* [Stated task]
Beginning with the line that contains "photo below, one", extract each line through the end of the listing below, with no additions or omissions.

Location identification entries
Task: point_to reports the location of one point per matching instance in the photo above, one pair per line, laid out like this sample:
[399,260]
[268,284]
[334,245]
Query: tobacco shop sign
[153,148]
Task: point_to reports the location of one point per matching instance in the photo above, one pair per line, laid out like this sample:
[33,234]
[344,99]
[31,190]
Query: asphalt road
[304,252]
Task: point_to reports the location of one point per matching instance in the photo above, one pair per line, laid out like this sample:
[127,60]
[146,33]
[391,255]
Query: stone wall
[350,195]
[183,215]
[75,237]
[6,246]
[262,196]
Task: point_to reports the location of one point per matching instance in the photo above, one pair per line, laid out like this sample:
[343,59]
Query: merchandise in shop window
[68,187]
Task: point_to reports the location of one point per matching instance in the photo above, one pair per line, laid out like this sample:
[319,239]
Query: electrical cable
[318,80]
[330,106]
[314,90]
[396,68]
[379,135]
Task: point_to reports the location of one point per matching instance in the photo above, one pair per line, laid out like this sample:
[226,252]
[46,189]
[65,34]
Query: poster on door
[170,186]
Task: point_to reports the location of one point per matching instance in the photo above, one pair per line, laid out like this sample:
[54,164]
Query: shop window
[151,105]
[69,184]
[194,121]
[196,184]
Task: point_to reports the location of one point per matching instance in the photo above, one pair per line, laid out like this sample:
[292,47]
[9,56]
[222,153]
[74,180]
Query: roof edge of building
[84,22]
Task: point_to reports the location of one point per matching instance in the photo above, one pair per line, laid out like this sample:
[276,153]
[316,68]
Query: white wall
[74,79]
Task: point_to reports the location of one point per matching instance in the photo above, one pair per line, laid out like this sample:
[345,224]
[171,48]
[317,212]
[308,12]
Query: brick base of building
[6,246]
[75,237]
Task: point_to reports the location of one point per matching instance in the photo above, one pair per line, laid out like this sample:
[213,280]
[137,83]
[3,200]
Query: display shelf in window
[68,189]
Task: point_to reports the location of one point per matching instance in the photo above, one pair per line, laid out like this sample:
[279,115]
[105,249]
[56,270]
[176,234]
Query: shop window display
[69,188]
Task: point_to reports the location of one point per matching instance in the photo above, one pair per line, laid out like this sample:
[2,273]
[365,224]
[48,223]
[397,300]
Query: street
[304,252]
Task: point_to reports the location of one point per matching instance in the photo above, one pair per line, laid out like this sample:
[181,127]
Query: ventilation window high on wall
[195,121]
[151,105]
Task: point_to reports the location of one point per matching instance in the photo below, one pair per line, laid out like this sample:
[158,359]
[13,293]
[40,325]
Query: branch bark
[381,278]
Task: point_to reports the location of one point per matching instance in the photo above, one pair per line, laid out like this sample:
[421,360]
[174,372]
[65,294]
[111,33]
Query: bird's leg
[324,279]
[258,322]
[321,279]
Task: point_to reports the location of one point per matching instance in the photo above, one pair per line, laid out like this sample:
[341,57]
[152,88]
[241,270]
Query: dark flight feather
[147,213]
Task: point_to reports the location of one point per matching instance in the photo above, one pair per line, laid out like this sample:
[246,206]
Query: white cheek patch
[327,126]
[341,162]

* [Final result]
Task: point_to reports the location of one point per matching instance in the photo below, one pair per line, laid out like this sample:
[158,359]
[13,293]
[40,325]
Query: branch bark
[381,278]
Task: point_to reports the location of one point per matching instance in the photo above, one pair per line, laid out like this sample:
[421,360]
[174,372]
[65,294]
[111,33]
Query: bird's leg
[324,279]
[258,322]
[321,279]
Task: point_to reports the location of one point per matching instance in the photo above, one pair per line, laid out like this sample:
[341,57]
[152,88]
[241,270]
Query: dark flight feather
[147,213]
Task: point_to reports the location of one point per matching instance in the photo above, one pair per line, laid out like this sample:
[246,206]
Query: white cheek patch
[327,126]
[341,162]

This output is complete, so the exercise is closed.